-- EXCERPT TO READ --
* * * * * * *

At the Go Red For Women Luncheon at the Hilton Anatole, we looked at the world through a red lens, from the ladies at the registration table to the cloths on the tables. The rosy color scheme was appropriate for the American Heart Association fundraiser that promotes awareness and education about women's heart health.
Emcees Adrienne Bankert and Brendan Higgins from CBS 11 News this Morning drew in the crowd with this staggering statistic: 43 million women in the United States are affected by heart disease, the No. 1 killer of women.
Health-conscious attendees Sunie Solomon, Mary Gill, Katy Bock, Simona Beal, Sandi and Ron Haddock, Kristi Hoyl, and Skye Brewer lunched on Thai beef salad as Doug Hawthorne, CEO of Texas Health Resources, asked the audience to take a moment to look at their tablemates. Then he shared a bone-chilling truth: One woman at each table will die from heart disease.
"Take advantage of your life, because it is a walk on the beach every chance you get," said Laura Bush during her keynote speech.
Co-chairs Virginia Rose and Kate Rose Marquez thanked the room of 1,000 supporters, and Rose recognized keynote speaker Laura Bush for accepting the lifetime Circle of Red honor.
After a video presentation with words from three women affected by heart disease, including Marquez, all eyes turned toward the former first lady.
Mrs. Bush began her speech by reporting that her father in-law is home from the hospital and doing well. "[My in-laws] are showing George and me how to age with grace," she said.

* * * * * * *

-- TASK LIST --
[A] In the luncheon account, what did the attendees eat while Doug Hawthorne addressed the audience?
[B] Pick up the luncheon account after its final sentence and carry it forward.

[Saved data entries]
* * * * * * *

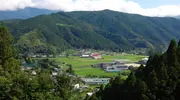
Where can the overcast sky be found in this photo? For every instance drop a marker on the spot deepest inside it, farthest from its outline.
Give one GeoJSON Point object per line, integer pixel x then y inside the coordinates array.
{"type": "Point", "coordinates": [143, 7]}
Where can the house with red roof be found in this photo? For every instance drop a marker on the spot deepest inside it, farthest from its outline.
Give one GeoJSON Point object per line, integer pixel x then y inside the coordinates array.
{"type": "Point", "coordinates": [96, 56]}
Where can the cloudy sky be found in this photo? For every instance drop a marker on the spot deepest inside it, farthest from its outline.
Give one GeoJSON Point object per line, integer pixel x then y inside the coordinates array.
{"type": "Point", "coordinates": [144, 7]}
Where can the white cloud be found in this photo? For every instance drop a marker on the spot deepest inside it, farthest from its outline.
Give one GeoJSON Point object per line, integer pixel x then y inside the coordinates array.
{"type": "Point", "coordinates": [92, 5]}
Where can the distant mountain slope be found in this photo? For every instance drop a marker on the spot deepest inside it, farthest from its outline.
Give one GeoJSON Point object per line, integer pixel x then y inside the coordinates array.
{"type": "Point", "coordinates": [24, 13]}
{"type": "Point", "coordinates": [99, 30]}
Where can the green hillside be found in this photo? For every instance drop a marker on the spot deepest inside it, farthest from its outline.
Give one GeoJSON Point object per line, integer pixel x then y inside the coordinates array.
{"type": "Point", "coordinates": [107, 30]}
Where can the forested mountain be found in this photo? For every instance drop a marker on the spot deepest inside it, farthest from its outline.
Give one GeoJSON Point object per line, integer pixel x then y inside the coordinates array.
{"type": "Point", "coordinates": [24, 13]}
{"type": "Point", "coordinates": [98, 30]}
{"type": "Point", "coordinates": [158, 80]}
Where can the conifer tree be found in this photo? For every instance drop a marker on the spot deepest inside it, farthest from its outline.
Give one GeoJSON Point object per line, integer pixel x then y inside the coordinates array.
{"type": "Point", "coordinates": [7, 60]}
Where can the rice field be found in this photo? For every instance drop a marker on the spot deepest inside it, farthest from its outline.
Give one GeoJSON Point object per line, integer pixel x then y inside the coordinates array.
{"type": "Point", "coordinates": [82, 66]}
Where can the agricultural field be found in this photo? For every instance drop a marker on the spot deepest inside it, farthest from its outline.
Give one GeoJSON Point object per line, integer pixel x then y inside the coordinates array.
{"type": "Point", "coordinates": [82, 66]}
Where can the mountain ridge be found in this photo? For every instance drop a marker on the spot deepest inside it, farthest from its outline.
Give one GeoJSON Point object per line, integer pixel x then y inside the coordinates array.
{"type": "Point", "coordinates": [100, 30]}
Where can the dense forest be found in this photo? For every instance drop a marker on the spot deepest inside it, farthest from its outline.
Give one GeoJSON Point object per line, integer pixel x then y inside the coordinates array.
{"type": "Point", "coordinates": [102, 30]}
{"type": "Point", "coordinates": [158, 80]}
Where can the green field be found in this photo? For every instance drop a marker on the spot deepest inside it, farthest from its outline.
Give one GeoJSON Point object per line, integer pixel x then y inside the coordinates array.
{"type": "Point", "coordinates": [82, 66]}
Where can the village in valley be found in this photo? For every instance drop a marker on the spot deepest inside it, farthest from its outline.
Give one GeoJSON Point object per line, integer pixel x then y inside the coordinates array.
{"type": "Point", "coordinates": [92, 68]}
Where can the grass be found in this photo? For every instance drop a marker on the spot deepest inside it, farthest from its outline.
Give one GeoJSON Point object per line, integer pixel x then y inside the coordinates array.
{"type": "Point", "coordinates": [82, 66]}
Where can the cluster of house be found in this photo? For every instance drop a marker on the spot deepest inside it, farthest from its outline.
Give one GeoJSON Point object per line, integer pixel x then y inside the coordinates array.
{"type": "Point", "coordinates": [91, 55]}
{"type": "Point", "coordinates": [37, 55]}
{"type": "Point", "coordinates": [95, 80]}
{"type": "Point", "coordinates": [143, 61]}
{"type": "Point", "coordinates": [118, 65]}
{"type": "Point", "coordinates": [115, 66]}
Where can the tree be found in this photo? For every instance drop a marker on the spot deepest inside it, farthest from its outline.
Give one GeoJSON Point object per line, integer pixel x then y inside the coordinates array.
{"type": "Point", "coordinates": [70, 69]}
{"type": "Point", "coordinates": [7, 51]}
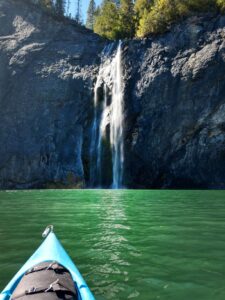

* * * * * * *

-- EXPECTED RESPONSES --
[A] Thai beef salad.

[B]
"Last summer in Maine, Barbara walked her dogs on the beach twice a day, every day. From both of them, George and I learned that all you know you have is right now. So take advantage of your life, because it is a walk on the beach every chance you get."
She talked about trying to stay grounded while living at the White House and how different her life is here in Dallas. More important, she shared her passion for women's health advocacy.
Mrs. Bush went on to say that too many women believe that heart attacks only happen to men, so women are more likely to ignore the symptoms. She also shared a heartfelt story that came out of a visit to Saint Luke's Hospital in Kansas City in 2003.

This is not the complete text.